■ **Aim of the exercise**:
Return the data below in full. Keep each character unchanged.
==============================
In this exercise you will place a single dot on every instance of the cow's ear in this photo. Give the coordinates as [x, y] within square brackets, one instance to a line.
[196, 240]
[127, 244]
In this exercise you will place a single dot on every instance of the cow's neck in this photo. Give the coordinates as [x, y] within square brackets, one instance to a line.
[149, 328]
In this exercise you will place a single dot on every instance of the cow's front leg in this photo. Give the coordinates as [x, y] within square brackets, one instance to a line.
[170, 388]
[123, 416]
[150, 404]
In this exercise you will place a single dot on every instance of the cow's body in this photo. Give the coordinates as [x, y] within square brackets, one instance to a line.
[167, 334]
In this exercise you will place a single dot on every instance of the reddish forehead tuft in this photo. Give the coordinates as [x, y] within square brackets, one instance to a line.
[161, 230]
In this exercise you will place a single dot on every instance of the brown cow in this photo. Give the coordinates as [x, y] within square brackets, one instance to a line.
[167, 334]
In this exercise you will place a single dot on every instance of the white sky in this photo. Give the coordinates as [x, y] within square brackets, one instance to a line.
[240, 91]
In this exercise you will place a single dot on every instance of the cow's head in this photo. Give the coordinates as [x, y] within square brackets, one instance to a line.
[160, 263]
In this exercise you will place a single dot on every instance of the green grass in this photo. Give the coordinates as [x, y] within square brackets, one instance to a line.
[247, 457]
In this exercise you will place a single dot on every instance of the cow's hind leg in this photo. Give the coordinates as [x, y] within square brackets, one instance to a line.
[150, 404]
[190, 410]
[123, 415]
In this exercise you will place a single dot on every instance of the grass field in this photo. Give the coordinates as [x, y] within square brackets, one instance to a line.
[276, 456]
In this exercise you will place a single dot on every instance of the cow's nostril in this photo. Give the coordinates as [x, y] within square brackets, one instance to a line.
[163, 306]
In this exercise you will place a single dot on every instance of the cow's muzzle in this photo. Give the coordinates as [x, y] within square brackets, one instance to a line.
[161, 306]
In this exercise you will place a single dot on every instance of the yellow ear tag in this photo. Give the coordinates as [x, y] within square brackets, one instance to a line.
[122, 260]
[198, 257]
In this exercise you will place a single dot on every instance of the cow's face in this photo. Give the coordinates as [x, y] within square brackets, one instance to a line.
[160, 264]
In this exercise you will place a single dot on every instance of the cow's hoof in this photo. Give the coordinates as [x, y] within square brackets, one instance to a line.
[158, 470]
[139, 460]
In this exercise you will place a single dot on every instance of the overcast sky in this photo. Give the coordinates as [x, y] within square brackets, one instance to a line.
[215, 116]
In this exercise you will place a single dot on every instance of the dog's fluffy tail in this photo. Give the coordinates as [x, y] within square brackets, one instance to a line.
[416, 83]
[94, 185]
==============================
■ **Output below**:
In this exercise you will place a single dot on every instance of the cow's ear in this photo. Give the coordinates as [x, y] within square brackets, one instance to a line.
[196, 240]
[127, 244]
In this exercise you will place a single dot on every instance of the cow's neck in this photo. Give the coordinates as [x, y] within square brackets, one instance to a line.
[149, 328]
In this exercise you will place a single dot on every instance of the cow's front leg in this photo. Give the coordinates as [x, y] within square brackets, one instance to a line.
[170, 388]
[123, 416]
[150, 404]
In this exercise you will place a single dot on every instance of the cow's body in this photo. Give the coordinates as [x, y] within square brackets, one instance to a line.
[167, 334]
In this exercise you will place a single dot on every instance of the reddish forehead tuft in this photo. Give the coordinates as [x, y] within square brackets, one instance to a line.
[161, 230]
In this exercise you will place a single dot on every instance of the brown cow in this photo. Give the coordinates as [x, y] within square brackets, one instance to a line.
[167, 334]
In this exercise you will place a single dot on every instance of the white sky in this photo. Give the coordinates as [x, y] within square brackets, one instance to a line.
[240, 91]
In this exercise you will place a single dot on every instance of the cow's head in this photo. Give the coordinates as [x, y] within square brackets, one instance to a line.
[160, 263]
In this exercise you will place a single dot on every instance of the green grass in this photo. Give the coordinates as [x, y] within square brackets, one instance to a line.
[247, 457]
In this exercise you will place a single dot on every instance of the cow's hind leg in this photo. Give the coordinates as [x, y] within square brackets, one instance to a line.
[150, 404]
[190, 410]
[123, 415]
In this exercise you will place a single dot on every instance of the grass field in this photo. Give the coordinates as [x, y] within square brackets, one instance to a line.
[276, 456]
In this exercise you will place a single dot on every instance of the cow's nostril in this photo. Give the coordinates as [x, y] within square brackets, one instance to a line.
[163, 306]
In this exercise you will place a single dot on every instance of the cow's muzzle in this photo. Give the coordinates as [x, y] within square brackets, one instance to a line.
[161, 306]
In this exercise you will place a single dot on every instance of the yellow ear tag in this photo. Give the coordinates as [x, y] within square brackets, one instance to a line.
[122, 260]
[198, 257]
In this exercise you will place a single dot on every instance of the cow's face in this photo. Give the coordinates as [x, y] within square brackets, one instance to a line.
[160, 264]
In this exercise you will place a single dot on every instance of the cow's hoof in this photo. Give the coordinates as [x, y] within square brackets, one instance to a line.
[158, 470]
[139, 460]
In this exercise you will place a single dot on every instance of the overcast sky in this photo. Give the coordinates as [x, y] within square brackets, one instance to a line.
[215, 116]
In this exercise you will place a single dot on every instance of the dog's fluffy tail in this photo. Give the coordinates as [x, y] within square brackets, one instance to a line.
[416, 83]
[94, 185]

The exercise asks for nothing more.